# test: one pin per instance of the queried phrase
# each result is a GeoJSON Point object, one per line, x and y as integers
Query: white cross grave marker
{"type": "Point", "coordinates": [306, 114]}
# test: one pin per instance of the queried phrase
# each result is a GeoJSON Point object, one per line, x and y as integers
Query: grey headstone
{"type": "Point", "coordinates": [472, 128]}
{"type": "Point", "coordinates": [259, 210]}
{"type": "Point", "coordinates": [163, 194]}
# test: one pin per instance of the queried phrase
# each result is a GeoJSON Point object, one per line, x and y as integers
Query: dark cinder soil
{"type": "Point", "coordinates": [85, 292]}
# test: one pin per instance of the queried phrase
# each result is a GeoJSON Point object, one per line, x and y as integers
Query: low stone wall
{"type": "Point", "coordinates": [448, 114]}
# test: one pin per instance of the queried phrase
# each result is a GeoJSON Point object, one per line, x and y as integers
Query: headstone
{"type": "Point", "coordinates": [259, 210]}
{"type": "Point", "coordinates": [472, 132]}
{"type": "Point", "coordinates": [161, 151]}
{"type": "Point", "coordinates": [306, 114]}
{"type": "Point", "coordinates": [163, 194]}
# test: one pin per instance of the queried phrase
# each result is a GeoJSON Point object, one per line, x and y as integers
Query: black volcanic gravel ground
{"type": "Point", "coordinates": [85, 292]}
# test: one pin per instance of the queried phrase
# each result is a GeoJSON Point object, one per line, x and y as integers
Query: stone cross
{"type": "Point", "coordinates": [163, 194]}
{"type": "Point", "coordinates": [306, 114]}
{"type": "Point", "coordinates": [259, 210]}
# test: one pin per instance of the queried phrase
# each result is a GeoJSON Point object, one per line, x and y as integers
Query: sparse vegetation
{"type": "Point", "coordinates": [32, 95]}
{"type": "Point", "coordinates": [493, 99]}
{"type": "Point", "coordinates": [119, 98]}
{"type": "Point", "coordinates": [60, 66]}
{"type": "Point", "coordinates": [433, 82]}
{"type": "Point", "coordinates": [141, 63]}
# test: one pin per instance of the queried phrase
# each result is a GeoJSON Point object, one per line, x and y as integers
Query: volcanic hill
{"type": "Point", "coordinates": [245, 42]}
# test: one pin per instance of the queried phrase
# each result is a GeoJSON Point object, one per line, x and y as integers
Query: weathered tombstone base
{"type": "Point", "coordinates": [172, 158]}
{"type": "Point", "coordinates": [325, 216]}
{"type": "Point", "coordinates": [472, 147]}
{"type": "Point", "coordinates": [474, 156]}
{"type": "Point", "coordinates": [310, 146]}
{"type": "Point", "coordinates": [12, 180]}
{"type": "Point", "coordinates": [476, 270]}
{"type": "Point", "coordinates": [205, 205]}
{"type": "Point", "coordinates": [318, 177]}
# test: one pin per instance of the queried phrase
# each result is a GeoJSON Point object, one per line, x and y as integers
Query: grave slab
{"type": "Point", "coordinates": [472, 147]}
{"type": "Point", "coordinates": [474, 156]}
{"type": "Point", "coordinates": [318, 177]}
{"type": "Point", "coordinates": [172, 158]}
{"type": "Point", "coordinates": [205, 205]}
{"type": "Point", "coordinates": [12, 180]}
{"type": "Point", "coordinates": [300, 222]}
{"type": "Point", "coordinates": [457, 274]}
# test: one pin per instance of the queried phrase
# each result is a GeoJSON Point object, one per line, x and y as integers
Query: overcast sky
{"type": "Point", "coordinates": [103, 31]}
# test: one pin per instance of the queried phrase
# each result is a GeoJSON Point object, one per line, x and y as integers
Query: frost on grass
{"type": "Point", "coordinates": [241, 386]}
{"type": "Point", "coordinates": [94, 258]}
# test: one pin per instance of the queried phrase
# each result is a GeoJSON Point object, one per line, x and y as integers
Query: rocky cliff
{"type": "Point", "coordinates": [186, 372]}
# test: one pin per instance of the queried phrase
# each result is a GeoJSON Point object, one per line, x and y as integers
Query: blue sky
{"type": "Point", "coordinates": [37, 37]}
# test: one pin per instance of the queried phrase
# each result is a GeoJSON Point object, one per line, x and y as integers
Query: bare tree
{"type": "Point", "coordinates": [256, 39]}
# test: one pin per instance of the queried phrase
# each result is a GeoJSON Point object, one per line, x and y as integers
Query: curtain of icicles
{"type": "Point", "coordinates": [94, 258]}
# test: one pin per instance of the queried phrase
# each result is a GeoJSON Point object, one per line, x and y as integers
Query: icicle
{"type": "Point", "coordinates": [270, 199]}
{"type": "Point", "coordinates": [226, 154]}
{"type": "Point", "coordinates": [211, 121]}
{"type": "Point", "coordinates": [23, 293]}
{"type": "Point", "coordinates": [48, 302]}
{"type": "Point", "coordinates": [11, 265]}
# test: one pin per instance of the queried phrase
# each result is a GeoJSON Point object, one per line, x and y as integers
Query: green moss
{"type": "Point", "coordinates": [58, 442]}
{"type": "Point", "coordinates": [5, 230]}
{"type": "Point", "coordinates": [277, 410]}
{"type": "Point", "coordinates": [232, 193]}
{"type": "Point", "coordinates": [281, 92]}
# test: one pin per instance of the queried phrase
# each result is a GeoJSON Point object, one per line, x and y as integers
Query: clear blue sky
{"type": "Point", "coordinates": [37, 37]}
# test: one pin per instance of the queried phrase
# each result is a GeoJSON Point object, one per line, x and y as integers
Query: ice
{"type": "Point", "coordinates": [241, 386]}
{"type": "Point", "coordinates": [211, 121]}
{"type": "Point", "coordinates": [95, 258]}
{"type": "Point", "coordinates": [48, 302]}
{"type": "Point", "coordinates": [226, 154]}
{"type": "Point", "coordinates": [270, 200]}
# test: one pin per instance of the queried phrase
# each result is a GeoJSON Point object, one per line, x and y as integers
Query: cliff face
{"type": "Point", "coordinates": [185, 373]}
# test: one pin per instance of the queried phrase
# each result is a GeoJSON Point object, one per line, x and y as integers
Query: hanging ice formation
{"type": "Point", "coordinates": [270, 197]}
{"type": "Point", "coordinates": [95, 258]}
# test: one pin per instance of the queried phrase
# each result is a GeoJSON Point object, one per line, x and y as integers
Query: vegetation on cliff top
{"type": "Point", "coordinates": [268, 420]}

____

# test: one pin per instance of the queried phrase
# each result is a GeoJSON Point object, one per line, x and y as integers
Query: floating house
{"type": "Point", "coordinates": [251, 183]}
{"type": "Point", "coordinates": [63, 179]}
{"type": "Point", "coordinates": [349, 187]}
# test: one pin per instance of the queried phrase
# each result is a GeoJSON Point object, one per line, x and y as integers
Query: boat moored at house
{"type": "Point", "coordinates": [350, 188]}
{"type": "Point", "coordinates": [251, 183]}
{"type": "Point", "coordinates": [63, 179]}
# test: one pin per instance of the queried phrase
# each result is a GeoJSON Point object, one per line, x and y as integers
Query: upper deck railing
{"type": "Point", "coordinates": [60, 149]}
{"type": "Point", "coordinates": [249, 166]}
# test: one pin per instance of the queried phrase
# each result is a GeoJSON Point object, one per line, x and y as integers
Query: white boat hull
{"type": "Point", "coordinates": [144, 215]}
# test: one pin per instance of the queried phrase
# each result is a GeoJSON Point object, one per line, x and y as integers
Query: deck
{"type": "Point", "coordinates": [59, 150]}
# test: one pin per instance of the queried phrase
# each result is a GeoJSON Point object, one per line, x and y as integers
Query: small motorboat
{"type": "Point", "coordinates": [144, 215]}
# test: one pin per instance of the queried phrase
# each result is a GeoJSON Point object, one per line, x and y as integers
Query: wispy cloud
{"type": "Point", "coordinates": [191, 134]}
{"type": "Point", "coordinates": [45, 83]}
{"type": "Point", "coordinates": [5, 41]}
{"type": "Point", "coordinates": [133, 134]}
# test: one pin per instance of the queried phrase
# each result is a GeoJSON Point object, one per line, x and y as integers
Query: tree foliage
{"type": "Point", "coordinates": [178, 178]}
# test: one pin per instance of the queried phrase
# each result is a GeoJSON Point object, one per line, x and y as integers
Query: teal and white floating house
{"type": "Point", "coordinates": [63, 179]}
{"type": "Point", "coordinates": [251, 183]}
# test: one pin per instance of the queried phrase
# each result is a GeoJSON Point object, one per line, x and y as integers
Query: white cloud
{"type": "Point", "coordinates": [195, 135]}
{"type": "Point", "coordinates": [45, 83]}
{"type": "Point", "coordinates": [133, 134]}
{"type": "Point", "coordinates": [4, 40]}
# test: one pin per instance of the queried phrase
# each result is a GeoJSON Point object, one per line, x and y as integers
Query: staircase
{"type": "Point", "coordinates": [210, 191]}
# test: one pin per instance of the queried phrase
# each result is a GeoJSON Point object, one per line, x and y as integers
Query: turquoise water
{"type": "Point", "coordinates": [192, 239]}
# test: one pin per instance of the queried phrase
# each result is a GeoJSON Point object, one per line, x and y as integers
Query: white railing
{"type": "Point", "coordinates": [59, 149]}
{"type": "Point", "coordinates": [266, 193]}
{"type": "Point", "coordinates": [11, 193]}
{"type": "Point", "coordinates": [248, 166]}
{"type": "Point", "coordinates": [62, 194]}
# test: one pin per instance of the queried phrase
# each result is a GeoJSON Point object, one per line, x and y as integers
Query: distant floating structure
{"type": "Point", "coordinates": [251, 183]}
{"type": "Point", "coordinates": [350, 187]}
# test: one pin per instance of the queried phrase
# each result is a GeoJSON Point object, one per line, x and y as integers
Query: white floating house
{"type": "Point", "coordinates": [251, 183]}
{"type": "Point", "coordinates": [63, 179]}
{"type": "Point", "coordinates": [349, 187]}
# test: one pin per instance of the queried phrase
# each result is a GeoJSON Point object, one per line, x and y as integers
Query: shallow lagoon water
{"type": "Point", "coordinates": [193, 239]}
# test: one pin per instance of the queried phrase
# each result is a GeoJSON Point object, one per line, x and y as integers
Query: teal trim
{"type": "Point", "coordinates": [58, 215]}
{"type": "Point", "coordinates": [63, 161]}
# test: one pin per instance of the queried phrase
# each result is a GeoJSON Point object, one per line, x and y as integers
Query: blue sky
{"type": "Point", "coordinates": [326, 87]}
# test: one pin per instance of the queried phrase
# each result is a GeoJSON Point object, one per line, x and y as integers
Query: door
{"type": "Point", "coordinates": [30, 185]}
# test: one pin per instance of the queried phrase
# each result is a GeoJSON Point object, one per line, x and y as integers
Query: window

____

Objective: How many lines in the records contain the word "cloud"? Give only the number.

Final result: 2